SELECTED EXTRACT:

--- START ---

Coronavirus: Wales moving ‘swiftly towards April peak’, health minister says

Ashley Cowburn
·3-min read
 (AFP via Getty Images)
(AFP via Getty Images)

Wales is moving “swiftly towards the April peak" and has recorded one of its "deadliest weeks" since the height of the pandemic, the country’s health minister has said.

It comes after Wales entered its two-week “firebreak” lockdown – lasting until 9 November – which has resulted in the forced closure of non-essential retail, leisure and hospitality businesses to curb the spread of coronavirus.

Vaughan Gething said Wales had recorded more than 60 deaths related to the virus over the last seven days, “making last week one of the deadliest since the peak of the pandemic”.

He added that Public Health Wales on Monday recorded a further six people who had lost their lives. There are 616 confirmed cases of coronavirus in Welsh hospitals, the highest figure since May 24 and up 26 per cent on last Sunday.

Addressing cases of infection, Mr Gething said: “The latest information I have from our NHS shows that we have passed the milestone of having more than 1,000 coronavirus related cases in our hospitals in Wales.

“We are moving very swiftly towards the April peak – the point at which the NHS came very close to being overwhelmed. But in the spring we had already postponed all planned operations and appointments.

“If we carry on at this rate we will reach that same point within a matter of weeks. The number of people being treated in our critical care units with coronavirus has also risen sharply since last week. There are 56 people in critical care with coronavirus.”

He said the NHS in Wales was increasing its critical care capacity to 292 beds, if needed, but warned it would come with repercussions for hospitals’ other functions.

--- END ---

GIVEN RECORDS:
--- START ---

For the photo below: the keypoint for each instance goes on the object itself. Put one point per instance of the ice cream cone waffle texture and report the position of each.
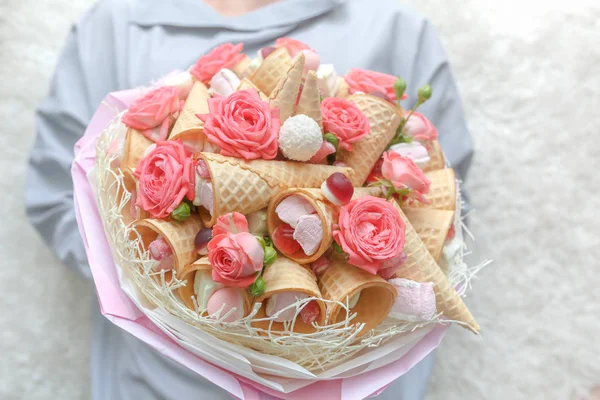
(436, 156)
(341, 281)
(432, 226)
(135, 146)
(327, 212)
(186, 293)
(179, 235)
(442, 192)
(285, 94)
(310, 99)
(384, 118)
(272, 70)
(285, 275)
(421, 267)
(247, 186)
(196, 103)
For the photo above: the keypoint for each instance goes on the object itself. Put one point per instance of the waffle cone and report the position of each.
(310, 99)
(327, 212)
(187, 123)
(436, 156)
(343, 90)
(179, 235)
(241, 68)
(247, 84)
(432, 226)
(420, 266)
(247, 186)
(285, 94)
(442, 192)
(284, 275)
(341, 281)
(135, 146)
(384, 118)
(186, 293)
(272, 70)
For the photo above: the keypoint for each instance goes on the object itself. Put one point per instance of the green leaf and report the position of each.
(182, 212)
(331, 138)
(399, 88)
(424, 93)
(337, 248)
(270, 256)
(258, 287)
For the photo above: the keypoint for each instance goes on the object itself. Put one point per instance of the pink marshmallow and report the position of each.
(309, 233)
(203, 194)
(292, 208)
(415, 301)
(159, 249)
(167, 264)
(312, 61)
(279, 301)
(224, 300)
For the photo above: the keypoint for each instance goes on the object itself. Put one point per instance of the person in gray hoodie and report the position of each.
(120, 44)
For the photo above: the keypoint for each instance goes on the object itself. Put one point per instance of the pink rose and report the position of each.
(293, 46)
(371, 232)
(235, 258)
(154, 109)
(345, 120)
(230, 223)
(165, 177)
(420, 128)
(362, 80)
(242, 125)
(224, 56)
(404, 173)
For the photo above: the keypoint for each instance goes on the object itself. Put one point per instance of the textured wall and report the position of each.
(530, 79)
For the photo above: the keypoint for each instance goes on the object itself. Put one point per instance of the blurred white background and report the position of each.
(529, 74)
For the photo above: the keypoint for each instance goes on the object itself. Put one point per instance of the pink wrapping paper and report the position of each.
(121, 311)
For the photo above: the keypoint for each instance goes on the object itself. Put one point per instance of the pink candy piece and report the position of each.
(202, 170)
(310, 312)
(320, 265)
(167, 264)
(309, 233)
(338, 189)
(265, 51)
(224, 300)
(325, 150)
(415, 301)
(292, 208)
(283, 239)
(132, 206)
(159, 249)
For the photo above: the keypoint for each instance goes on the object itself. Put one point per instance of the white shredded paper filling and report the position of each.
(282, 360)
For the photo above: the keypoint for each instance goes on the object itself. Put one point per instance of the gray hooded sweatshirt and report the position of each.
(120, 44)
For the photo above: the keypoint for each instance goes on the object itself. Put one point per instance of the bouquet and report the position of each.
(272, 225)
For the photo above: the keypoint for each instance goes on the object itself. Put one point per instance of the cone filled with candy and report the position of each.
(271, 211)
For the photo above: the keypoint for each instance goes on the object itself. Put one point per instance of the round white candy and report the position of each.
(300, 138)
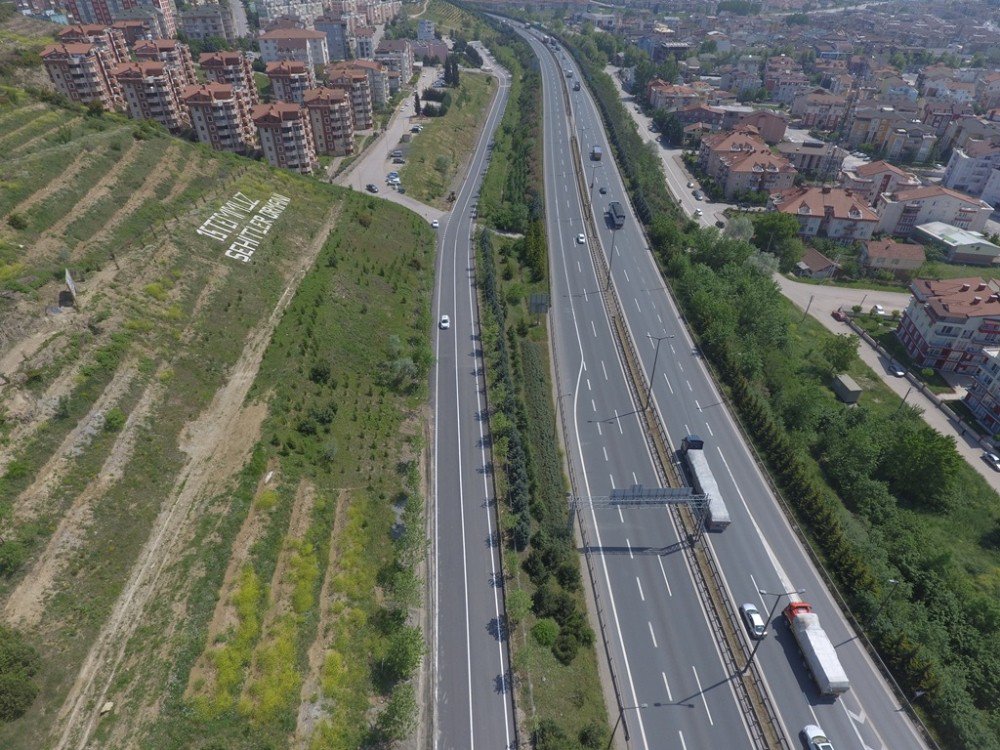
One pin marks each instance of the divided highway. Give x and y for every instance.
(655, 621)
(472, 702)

--- END ---

Answer these questions using the Wales coronavirus article:
(a) Until what date does the "firebreak" lockdown last?
(b) How many people are in critical care with coronavirus?
(c) To how many beds is the NHS in Wales increasing its critical care capacity, if needed?
Answer from the Wales coronavirus article only, not the rows.

(a) 9 November
(b) 56
(c) 292